Goal —
Gather every line of the listing below that contains the string "cable", treating uppercase and lowercase as different.

Bounding-box records
══════════════════════════════
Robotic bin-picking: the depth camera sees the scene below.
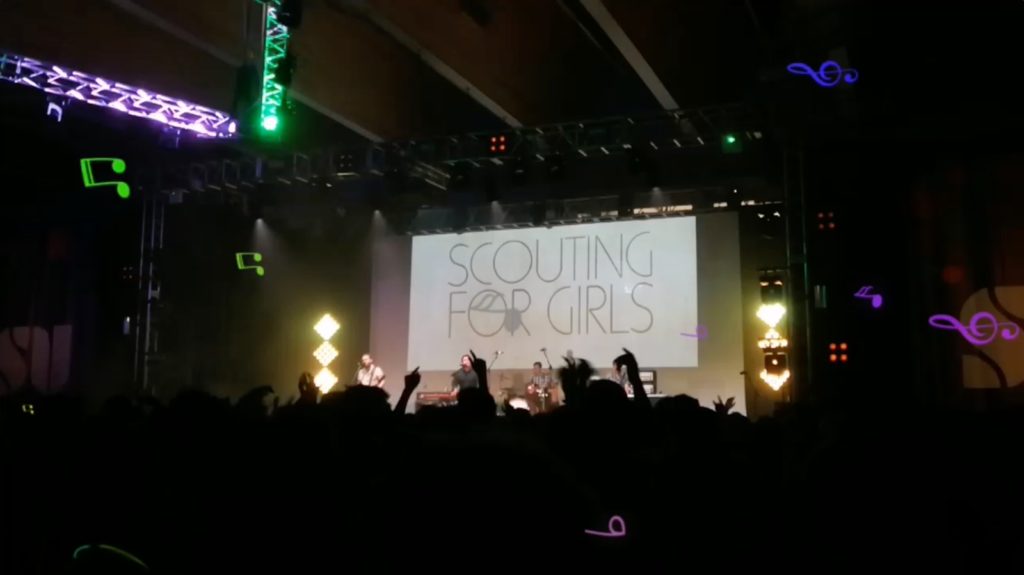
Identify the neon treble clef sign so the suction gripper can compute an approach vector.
[928,311,1021,346]
[785,60,860,88]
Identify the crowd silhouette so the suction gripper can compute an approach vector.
[0,351,1024,575]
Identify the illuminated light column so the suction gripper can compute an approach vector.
[259,1,289,132]
[757,273,791,391]
[313,313,341,393]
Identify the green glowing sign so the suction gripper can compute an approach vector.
[234,252,263,277]
[81,158,131,200]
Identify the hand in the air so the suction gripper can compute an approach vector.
[299,371,319,403]
[713,395,736,415]
[406,367,422,391]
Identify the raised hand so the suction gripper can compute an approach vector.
[299,371,319,403]
[713,395,736,415]
[406,366,423,391]
[469,350,490,393]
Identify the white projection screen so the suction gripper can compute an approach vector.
[407,218,697,370]
[368,213,745,412]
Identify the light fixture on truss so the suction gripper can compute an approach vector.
[0,54,238,138]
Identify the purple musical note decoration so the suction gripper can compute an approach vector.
[680,325,708,340]
[785,60,860,88]
[853,285,882,309]
[583,515,626,537]
[928,311,1021,346]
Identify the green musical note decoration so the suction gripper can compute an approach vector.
[82,158,131,200]
[234,252,263,277]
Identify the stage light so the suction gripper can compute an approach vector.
[761,271,785,304]
[313,342,338,367]
[761,352,790,391]
[722,134,743,153]
[818,212,836,231]
[828,342,850,363]
[758,304,785,329]
[758,329,790,351]
[0,53,237,138]
[489,136,508,154]
[313,313,341,340]
[313,367,338,393]
[761,369,790,391]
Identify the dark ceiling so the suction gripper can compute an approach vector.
[0,0,1024,148]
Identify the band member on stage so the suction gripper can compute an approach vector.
[355,353,384,388]
[526,361,561,414]
[529,361,551,390]
[610,360,633,395]
[452,355,480,396]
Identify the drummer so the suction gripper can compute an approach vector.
[526,361,561,413]
[526,361,551,393]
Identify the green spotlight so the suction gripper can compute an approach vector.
[722,134,743,153]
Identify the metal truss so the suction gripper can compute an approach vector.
[259,2,289,131]
[0,54,238,138]
[159,105,764,201]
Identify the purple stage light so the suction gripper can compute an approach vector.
[0,54,238,138]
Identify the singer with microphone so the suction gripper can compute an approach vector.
[355,353,384,388]
[452,354,480,397]
[526,348,560,414]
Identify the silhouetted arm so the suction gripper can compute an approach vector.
[394,367,421,413]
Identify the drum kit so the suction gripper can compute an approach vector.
[502,348,572,415]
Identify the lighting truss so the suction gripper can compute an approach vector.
[0,54,238,138]
[259,2,289,132]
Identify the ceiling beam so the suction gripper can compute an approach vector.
[364,9,522,128]
[580,0,679,109]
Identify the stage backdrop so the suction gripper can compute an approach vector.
[407,218,697,370]
[370,214,745,411]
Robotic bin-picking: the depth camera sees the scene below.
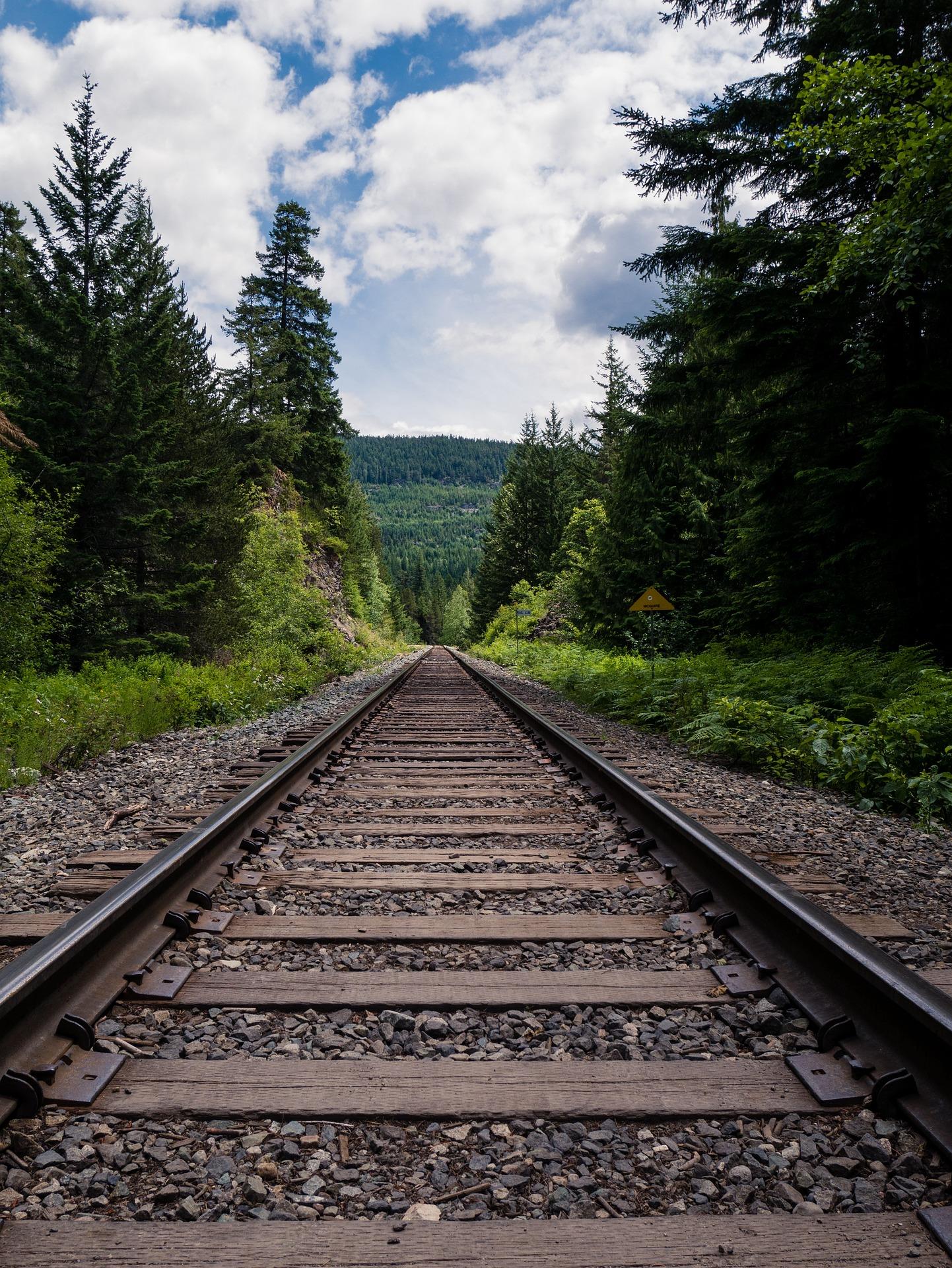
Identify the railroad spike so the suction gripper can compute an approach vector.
[55,1013,96,1051]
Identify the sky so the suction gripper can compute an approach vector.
[0,0,758,439]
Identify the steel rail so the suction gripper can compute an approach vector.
[450,649,952,1158]
[0,649,430,1122]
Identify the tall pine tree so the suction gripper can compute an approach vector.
[224,201,350,510]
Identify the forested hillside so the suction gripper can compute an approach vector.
[347,436,512,484]
[0,79,419,783]
[474,0,952,818]
[347,436,512,642]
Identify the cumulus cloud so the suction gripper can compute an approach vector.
[347,0,752,312]
[0,18,308,328]
[0,0,757,435]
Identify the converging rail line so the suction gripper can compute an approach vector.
[0,648,952,1268]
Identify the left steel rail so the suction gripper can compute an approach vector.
[0,649,428,1122]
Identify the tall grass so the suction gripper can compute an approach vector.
[0,631,405,787]
[471,626,952,824]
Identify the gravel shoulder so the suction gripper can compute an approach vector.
[471,657,952,969]
[0,653,413,913]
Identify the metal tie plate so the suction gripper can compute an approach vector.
[43,1050,125,1106]
[786,1053,869,1106]
[125,964,198,999]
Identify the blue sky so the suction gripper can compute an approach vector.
[0,0,755,436]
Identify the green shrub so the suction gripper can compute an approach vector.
[473,618,952,824]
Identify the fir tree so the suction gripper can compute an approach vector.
[14,76,135,659]
[224,201,350,509]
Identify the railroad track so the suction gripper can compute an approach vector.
[0,649,952,1268]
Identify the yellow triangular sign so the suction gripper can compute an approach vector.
[629,586,674,612]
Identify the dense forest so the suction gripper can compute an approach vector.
[474,0,952,816]
[0,79,419,781]
[347,436,512,484]
[347,436,512,643]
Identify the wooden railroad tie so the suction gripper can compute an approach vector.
[0,1212,948,1268]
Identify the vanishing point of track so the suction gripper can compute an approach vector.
[0,649,952,1268]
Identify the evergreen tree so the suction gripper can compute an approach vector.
[473,404,577,629]
[442,586,471,647]
[621,0,952,649]
[0,201,40,408]
[224,201,350,509]
[11,76,135,659]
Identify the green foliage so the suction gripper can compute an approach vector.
[347,436,512,594]
[0,452,69,674]
[362,483,496,584]
[781,55,952,308]
[605,0,952,657]
[473,629,952,823]
[224,201,350,509]
[473,404,579,629]
[0,77,419,784]
[442,586,473,647]
[228,510,327,654]
[0,639,380,787]
[347,436,512,485]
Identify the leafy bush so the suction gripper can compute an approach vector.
[473,618,952,823]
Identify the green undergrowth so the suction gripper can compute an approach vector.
[0,627,405,787]
[470,611,952,824]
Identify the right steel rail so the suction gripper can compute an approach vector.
[452,652,952,1158]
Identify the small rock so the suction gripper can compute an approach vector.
[403,1202,440,1222]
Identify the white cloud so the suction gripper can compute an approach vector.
[347,0,753,325]
[0,18,304,339]
[0,0,757,435]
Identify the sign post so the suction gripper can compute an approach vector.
[629,586,674,682]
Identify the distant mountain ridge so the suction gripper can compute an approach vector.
[347,436,514,586]
[347,436,514,484]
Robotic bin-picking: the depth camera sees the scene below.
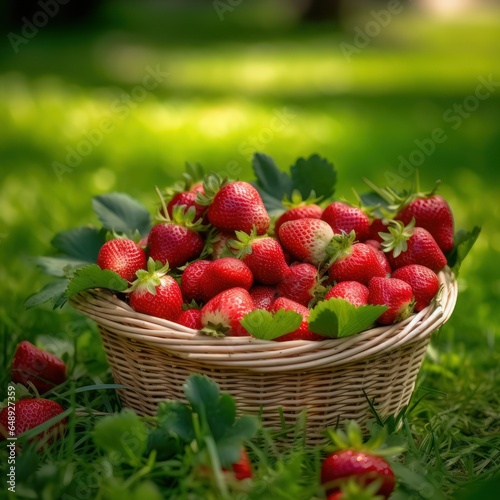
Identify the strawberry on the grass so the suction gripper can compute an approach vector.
[197,175,271,235]
[127,257,183,321]
[228,230,289,285]
[11,340,66,393]
[97,238,146,281]
[321,421,404,500]
[201,288,254,337]
[0,398,66,445]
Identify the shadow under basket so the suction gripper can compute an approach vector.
[71,268,457,445]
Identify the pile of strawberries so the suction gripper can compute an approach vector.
[97,174,453,341]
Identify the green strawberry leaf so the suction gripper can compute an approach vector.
[252,153,294,211]
[51,226,106,262]
[34,256,92,278]
[290,154,337,200]
[92,409,148,466]
[447,226,481,276]
[24,279,69,309]
[65,264,128,298]
[92,193,151,236]
[308,298,387,338]
[241,309,302,340]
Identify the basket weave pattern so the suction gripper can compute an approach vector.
[71,268,457,444]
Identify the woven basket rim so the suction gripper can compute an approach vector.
[70,267,458,372]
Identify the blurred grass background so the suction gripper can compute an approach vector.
[0,0,500,492]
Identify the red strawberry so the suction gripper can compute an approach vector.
[277,264,324,307]
[381,219,446,273]
[279,219,333,266]
[176,309,203,330]
[274,193,323,235]
[209,231,236,260]
[11,340,66,393]
[249,285,277,311]
[376,250,392,277]
[197,175,271,235]
[181,259,211,302]
[0,398,66,444]
[365,219,389,243]
[97,238,146,281]
[271,297,325,342]
[128,257,183,321]
[368,278,414,325]
[229,231,289,285]
[395,194,453,253]
[321,201,370,241]
[201,288,254,337]
[227,448,252,481]
[321,450,394,498]
[363,238,382,250]
[328,232,387,285]
[167,191,207,224]
[199,257,253,300]
[325,281,368,307]
[148,222,204,267]
[392,264,439,312]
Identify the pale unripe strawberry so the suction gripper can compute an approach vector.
[97,238,146,281]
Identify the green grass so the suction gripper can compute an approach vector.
[0,1,500,498]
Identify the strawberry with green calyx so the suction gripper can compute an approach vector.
[197,174,271,235]
[181,259,211,302]
[368,278,415,325]
[0,398,66,449]
[279,219,333,266]
[365,176,454,253]
[325,281,369,307]
[277,263,326,307]
[201,288,254,337]
[126,257,183,321]
[380,219,447,273]
[97,237,146,281]
[326,231,387,285]
[228,229,289,285]
[148,200,208,268]
[271,297,325,342]
[321,201,370,241]
[392,264,439,312]
[321,421,404,499]
[274,189,323,235]
[249,285,278,311]
[199,257,253,300]
[11,340,66,393]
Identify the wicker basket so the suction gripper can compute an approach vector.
[71,268,457,444]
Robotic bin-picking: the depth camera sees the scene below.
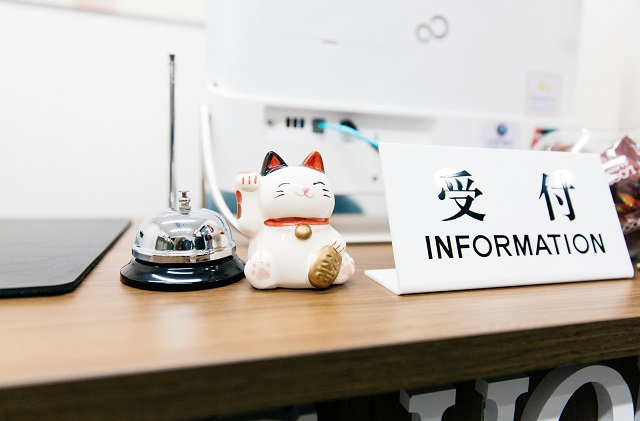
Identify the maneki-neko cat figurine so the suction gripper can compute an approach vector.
[236,152,355,289]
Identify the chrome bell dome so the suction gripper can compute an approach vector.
[120,192,244,291]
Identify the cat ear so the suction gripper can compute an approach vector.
[260,151,287,176]
[302,151,324,173]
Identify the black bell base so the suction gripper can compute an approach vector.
[120,254,244,292]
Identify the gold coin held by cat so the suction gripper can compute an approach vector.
[309,246,342,289]
[293,224,311,240]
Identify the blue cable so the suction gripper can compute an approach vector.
[317,121,378,151]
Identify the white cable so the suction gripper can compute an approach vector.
[200,103,238,229]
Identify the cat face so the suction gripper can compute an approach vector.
[260,152,335,219]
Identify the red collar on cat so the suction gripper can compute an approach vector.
[264,217,329,227]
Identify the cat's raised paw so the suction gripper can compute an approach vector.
[236,172,262,191]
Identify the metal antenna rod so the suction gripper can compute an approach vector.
[169,54,178,209]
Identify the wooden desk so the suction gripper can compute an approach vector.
[0,224,640,420]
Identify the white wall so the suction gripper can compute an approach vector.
[0,1,206,217]
[576,0,640,129]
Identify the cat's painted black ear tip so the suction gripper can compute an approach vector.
[302,151,324,173]
[260,151,287,176]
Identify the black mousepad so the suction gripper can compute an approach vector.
[0,219,129,297]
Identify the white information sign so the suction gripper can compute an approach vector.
[365,143,634,294]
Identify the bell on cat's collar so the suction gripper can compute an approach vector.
[120,192,244,291]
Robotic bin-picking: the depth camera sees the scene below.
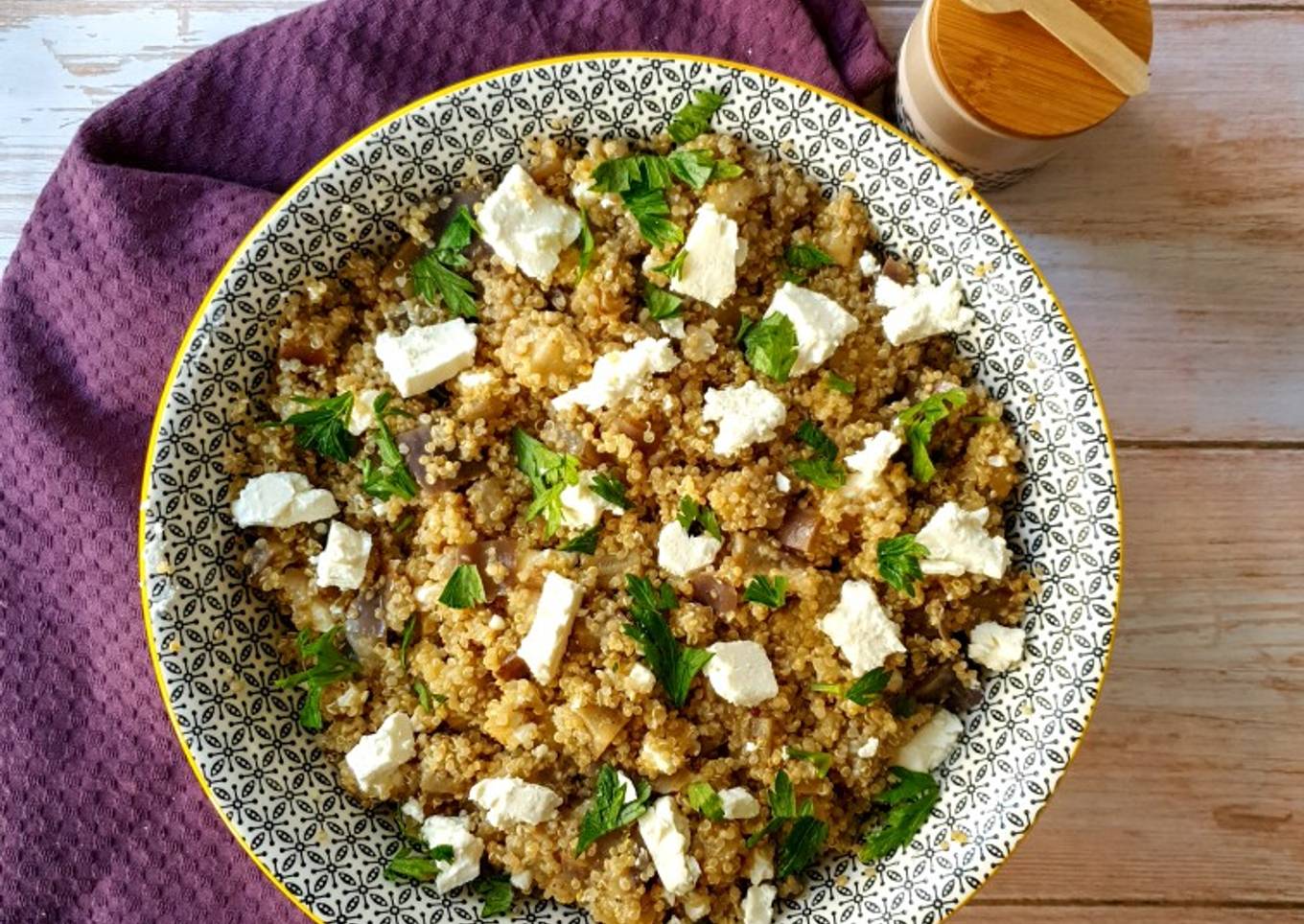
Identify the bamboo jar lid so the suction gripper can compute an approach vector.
[928,0,1153,138]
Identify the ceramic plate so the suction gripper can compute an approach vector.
[141,54,1122,924]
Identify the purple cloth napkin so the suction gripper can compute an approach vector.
[0,0,891,924]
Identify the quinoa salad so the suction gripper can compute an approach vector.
[232,91,1036,924]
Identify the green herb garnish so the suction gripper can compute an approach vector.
[861,766,941,863]
[575,764,652,856]
[879,533,928,597]
[275,626,361,731]
[897,388,968,483]
[624,575,712,707]
[742,575,787,610]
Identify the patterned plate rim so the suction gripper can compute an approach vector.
[137,51,1127,924]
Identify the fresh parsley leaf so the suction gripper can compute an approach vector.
[879,533,928,597]
[677,497,725,543]
[575,764,652,856]
[897,388,968,483]
[742,575,787,610]
[739,312,797,381]
[362,392,416,500]
[624,575,713,707]
[476,873,517,919]
[264,391,358,461]
[666,90,725,145]
[642,283,684,320]
[861,766,941,863]
[688,780,725,821]
[384,843,453,882]
[562,522,602,555]
[511,427,579,539]
[588,472,634,510]
[275,626,361,731]
[825,373,855,395]
[439,565,486,610]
══════════════════════════════
Task result —
Identify the blue cable so the suction gripper can compute an approach vector.
Identify the white cable so the suction gripper can compute an approach vector.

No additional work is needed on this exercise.